**INSTRUCTION 1**
Copy the Back to the Future passage starting with "I'd like to" and going on through "was about 21.", changing "time machine" to "car".

**QUOTED TEXT**
□ □ □ □ □ □ □

I'd like to say I made similar sacrifices, leaving the glory of a Hollywood career by the wayside, but, ahh, no. The closest I ever came to the greatness of Back to the Future is this:
And that's the real time machine, there, not the mock-up from the Universal Studios Amusement Park. You can see the dust on the hood from when they rolled it out of the studio backlot retired prop warehouse. Also, that's my real hair. I was about 21.
A friend of mine was working on a commercial for the "Back to the Future Ride" that was at Universal Studios for years (it closed last summer.) They had the original cars for the shoot, and he invited me down to the set -which was awesome! There were three DeLoreans: one for long shots that they could drive at high speeds, one that didn't move but had all the blinking lights and interior details for close-ups, and one that was a bit of both for medium shots. I believe that's me in the middle one, and I remember it being really cool to sit in it. After the shoot, when no one was looking, my friend ripped off a little panel piece from the dashboard of the detail vehicle and gave it to me for my birthday -at which point I think I soiled my armor. I put it on the dash of my old Honda Civic where it got all dusty and scratched up after years of traveling the continent. I always pointed it out to my passengers, and no one ever believed me that it was really from the actual Back to the Future DeLorean. I was always telling stories, you see.

□ □ □ □ □ □ □

**RECORDS**
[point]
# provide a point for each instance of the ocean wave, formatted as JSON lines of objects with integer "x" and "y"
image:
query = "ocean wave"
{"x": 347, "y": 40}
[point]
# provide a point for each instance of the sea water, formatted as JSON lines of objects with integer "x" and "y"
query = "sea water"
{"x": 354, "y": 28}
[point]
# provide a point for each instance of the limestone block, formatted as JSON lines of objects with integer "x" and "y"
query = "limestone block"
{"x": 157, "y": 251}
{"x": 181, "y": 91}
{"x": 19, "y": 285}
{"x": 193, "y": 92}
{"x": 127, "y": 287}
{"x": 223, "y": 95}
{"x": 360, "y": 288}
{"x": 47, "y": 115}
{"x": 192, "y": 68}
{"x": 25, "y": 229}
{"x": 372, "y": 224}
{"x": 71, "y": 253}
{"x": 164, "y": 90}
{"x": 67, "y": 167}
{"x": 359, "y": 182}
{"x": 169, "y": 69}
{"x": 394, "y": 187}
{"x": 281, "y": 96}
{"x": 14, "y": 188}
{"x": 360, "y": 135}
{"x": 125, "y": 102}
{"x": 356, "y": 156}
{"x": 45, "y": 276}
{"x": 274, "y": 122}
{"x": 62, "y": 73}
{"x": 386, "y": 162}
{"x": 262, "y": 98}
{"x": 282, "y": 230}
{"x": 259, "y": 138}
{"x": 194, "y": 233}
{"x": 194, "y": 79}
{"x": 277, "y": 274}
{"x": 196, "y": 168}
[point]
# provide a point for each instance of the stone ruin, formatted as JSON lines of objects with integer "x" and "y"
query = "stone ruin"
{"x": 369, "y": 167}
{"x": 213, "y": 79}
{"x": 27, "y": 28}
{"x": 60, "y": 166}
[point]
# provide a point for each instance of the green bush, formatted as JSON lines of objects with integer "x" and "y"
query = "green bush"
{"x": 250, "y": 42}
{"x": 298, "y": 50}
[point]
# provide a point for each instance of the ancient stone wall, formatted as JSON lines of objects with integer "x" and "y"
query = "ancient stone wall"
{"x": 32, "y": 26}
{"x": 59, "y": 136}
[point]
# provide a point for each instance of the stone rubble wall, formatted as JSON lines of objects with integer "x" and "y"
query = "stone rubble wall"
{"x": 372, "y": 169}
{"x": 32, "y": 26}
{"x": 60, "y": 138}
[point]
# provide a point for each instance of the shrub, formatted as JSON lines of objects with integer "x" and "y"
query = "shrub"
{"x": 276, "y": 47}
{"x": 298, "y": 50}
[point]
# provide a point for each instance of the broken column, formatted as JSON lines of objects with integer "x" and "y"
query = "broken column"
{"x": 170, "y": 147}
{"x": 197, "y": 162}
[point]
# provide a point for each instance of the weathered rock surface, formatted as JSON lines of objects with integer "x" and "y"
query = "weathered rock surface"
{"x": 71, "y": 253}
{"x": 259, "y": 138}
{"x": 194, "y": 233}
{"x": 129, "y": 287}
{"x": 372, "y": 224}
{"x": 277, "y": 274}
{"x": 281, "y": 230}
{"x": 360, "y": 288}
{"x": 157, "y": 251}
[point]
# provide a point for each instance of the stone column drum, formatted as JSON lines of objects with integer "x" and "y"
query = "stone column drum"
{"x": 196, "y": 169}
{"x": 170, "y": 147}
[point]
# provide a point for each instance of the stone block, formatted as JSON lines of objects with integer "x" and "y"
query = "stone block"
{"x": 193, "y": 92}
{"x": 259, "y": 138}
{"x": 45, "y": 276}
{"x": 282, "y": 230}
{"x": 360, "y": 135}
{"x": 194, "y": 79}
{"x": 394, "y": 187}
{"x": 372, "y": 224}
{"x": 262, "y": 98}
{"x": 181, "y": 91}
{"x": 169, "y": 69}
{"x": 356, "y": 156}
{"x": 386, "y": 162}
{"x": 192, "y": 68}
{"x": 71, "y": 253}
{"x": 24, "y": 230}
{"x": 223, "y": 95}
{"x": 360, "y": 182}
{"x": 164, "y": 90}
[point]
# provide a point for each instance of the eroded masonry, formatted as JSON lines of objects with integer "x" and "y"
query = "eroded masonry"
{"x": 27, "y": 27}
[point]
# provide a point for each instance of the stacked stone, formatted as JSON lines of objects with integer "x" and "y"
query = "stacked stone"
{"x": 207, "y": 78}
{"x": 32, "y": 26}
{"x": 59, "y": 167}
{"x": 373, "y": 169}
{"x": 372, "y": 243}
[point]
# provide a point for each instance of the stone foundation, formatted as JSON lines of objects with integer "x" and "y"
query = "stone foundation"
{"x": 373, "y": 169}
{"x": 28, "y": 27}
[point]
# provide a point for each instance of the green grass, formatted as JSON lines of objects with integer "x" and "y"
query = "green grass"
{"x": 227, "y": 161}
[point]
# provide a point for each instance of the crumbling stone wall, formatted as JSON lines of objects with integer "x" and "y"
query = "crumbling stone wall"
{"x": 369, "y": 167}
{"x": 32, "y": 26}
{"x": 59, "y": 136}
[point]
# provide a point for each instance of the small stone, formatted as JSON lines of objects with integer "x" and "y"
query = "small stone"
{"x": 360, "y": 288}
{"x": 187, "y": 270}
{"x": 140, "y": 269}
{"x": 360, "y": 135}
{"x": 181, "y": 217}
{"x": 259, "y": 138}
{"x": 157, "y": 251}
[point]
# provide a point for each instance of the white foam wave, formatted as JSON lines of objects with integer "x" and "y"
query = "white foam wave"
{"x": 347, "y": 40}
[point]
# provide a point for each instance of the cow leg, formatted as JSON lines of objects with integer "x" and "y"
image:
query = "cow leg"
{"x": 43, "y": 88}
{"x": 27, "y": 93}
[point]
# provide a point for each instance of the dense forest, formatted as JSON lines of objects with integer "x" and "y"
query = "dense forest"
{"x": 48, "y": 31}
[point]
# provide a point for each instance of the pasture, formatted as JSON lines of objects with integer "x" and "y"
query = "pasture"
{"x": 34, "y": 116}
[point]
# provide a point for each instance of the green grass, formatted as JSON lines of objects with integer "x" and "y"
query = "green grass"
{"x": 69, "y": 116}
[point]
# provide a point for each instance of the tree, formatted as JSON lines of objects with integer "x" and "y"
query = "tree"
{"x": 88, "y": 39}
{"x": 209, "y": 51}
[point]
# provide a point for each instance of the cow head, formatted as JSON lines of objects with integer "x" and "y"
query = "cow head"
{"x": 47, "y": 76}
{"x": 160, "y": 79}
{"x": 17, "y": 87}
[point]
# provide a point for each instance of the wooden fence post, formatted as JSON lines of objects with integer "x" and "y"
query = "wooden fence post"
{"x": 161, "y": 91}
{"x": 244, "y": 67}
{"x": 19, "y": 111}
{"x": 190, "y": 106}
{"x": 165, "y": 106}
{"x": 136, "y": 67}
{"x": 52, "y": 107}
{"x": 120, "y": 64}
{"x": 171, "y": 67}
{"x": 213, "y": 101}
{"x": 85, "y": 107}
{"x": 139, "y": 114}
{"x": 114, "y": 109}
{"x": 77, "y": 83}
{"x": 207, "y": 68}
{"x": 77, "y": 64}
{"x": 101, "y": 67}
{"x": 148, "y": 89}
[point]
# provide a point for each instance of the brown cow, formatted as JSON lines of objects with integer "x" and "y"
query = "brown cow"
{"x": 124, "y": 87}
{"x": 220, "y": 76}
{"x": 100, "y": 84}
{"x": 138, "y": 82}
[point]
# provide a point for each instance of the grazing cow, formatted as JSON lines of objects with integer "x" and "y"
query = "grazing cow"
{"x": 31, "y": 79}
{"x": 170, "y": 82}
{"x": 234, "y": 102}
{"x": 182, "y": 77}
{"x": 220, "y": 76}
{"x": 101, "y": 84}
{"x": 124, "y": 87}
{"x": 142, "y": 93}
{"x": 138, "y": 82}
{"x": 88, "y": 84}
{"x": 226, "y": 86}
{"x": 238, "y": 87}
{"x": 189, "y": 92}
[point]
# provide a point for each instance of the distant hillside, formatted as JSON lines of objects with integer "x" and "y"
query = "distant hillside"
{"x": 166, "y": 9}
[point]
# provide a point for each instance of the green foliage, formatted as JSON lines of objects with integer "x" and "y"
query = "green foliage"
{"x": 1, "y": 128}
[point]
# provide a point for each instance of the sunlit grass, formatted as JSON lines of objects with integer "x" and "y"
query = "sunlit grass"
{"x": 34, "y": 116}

□ □ □ □ □ □ □

**INSTRUCTION 2**
List every line of the records that contains the string "surface". Case counts.

**FINAL ANSWER 1**
I'd like to say I made similar sacrifices, leaving the glory of a Hollywood career by the wayside, but, ahh, no. The closest I ever came to the greatness of Back to the Future is this:
And that's the real car, there, not the mock-up from the Universal Studios Amusement Park. You can see the dust on the hood from when they rolled it out of the studio backlot retired prop warehouse. Also, that's my real hair. I was about 21.

**FINAL ANSWER 2**
# provide a point for each instance of the weathered rock surface, formatted as JSON lines of objects with integer "x" and "y"
query = "weathered rock surface"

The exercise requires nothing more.